• 取り組む課題:
哲学の偏りを論じた本文から、「さらに、場の本質のみを引き受けてる有り様と言えるには、」を含む箇所を起点とし、「グの中身として想像されます。」まで来たら止めて、その範囲を一字も変えずに書き写してください。

• 選んだ本文:

___

哲学がいらぬ偏り(表層的立脚)を負ってる原因は、
理想と現実の関係や主語と述語の関係(主語の切り出し局面と述語化局面)に対する、
場に置かれる前と後の関係正常化という観点なり方法の不在が、プラトン以来続いてる点にあると思います。
そして、AがAである限りそのAが引き受けざるを得ない要素を代替不可能な性質とした上で、
場の代替不可能な固有性にのみ合わせた加工に限る方向性の不在、そう言い換えるなら、
近代性(検討された内外分離に解決を見るセンス)がその種の方向性とバッティングする事情で、
近代の枠内にいる限り、偏りは解消されないと考えます。

例えば、車が突っ込んでくる可能性のある場において、
その可能性を一切踏まえない、その可能性に過剰反応して身動き取れない、
どちらも否定する方向は、場の代替不可能な性質のみ引き受ける有り様であり、
その有り様の方が、場に合わさない絶対性よりも場への通用性が高いと言える以上、自由であるはずです。
さらに、場の本質のみを引き受けてる有り様と言えるには、
場に合わせた加工と見なせる要素の一切を剥いだ状態の準備(抽象化)が厳密には必要である点、
ドーピング選手への失格扱いは、
問われるべき差異(場の本質が反映された差異)を取り出すのに必要である点から考えて、
フェアの要請やフェア基底の世界を目指した試みは、自由の必要条件を提供してる形と言えます。
しかし、フェア(問われるべき事に即した割り振り)を強いてるという表層形をもって、
その種の要請や試みを非自由と見なす、そうした構造が上のバッティングの中身として想像されます。

___

• 提供データ:
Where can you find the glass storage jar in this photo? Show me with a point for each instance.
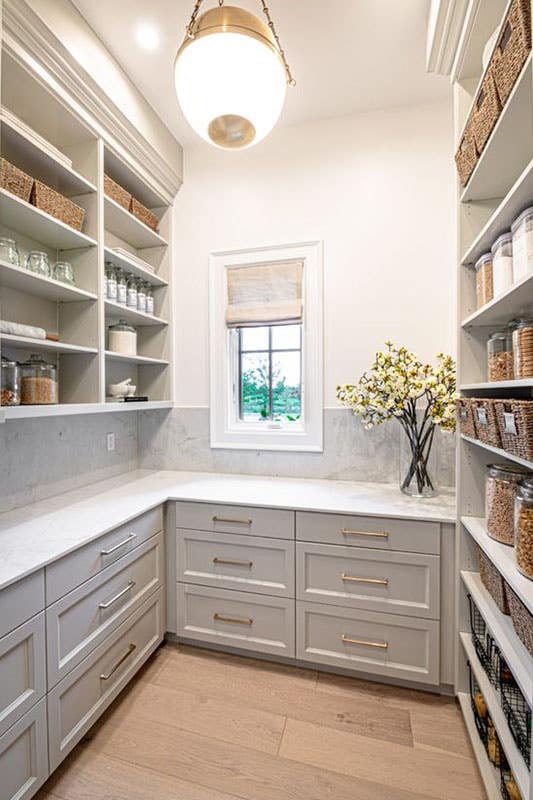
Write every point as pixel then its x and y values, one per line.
pixel 122 287
pixel 500 493
pixel 63 272
pixel 37 261
pixel 522 230
pixel 9 251
pixel 524 528
pixel 484 288
pixel 502 264
pixel 132 291
pixel 500 356
pixel 38 382
pixel 9 382
pixel 123 338
pixel 523 349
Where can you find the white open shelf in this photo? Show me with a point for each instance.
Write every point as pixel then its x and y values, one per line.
pixel 500 165
pixel 128 228
pixel 23 280
pixel 514 757
pixel 43 345
pixel 501 627
pixel 138 318
pixel 131 266
pixel 503 557
pixel 109 354
pixel 38 225
pixel 19 148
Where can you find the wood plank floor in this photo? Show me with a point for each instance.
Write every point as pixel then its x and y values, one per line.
pixel 198 725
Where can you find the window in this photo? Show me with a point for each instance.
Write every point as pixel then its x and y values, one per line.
pixel 266 348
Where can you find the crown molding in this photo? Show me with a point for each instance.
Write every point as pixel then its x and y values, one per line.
pixel 35 46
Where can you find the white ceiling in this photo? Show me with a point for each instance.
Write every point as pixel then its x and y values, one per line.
pixel 346 55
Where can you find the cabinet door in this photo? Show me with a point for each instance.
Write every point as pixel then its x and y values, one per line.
pixel 22 670
pixel 225 560
pixel 24 755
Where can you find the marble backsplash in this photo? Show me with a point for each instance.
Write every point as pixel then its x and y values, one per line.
pixel 179 439
pixel 43 457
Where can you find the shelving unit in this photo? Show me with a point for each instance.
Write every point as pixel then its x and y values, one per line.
pixel 500 188
pixel 43 133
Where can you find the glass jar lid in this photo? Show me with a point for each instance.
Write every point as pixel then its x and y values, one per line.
pixel 122 325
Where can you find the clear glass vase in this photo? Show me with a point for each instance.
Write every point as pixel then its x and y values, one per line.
pixel 419 462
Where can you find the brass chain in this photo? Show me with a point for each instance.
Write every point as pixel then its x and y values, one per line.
pixel 290 79
pixel 266 11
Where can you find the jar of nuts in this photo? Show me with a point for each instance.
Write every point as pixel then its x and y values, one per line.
pixel 9 383
pixel 523 349
pixel 501 489
pixel 500 356
pixel 38 382
pixel 524 528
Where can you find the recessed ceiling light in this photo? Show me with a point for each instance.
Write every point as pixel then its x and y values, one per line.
pixel 147 36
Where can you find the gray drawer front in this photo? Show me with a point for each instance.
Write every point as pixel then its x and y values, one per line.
pixel 268 522
pixel 78 700
pixel 236 619
pixel 376 532
pixel 22 670
pixel 20 601
pixel 78 622
pixel 226 560
pixel 24 755
pixel 358 577
pixel 73 570
pixel 355 639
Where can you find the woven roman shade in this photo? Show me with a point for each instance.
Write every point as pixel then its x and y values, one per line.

___

• 課題の結果:
さらに、場の本質のみを引き受けてる有り様と言えるには、
場に合わせた加工と見なせる要素の一切を剥いだ状態の準備(抽象化)が厳密には必要である点、
ドーピング選手への失格扱いは、
問われるべき差異(場の本質が反映された差異)を取り出すのに必要である点から考えて、
フェアの要請やフェア基底の世界を目指した試みは、自由の必要条件を提供してる形と言えます。
しかし、フェア(問われるべき事に即した割り振り)を強いてるという表層形をもって、
その種の要請や試みを非自由と見なす、そうした構造が上のバッティングの中身として想像されます。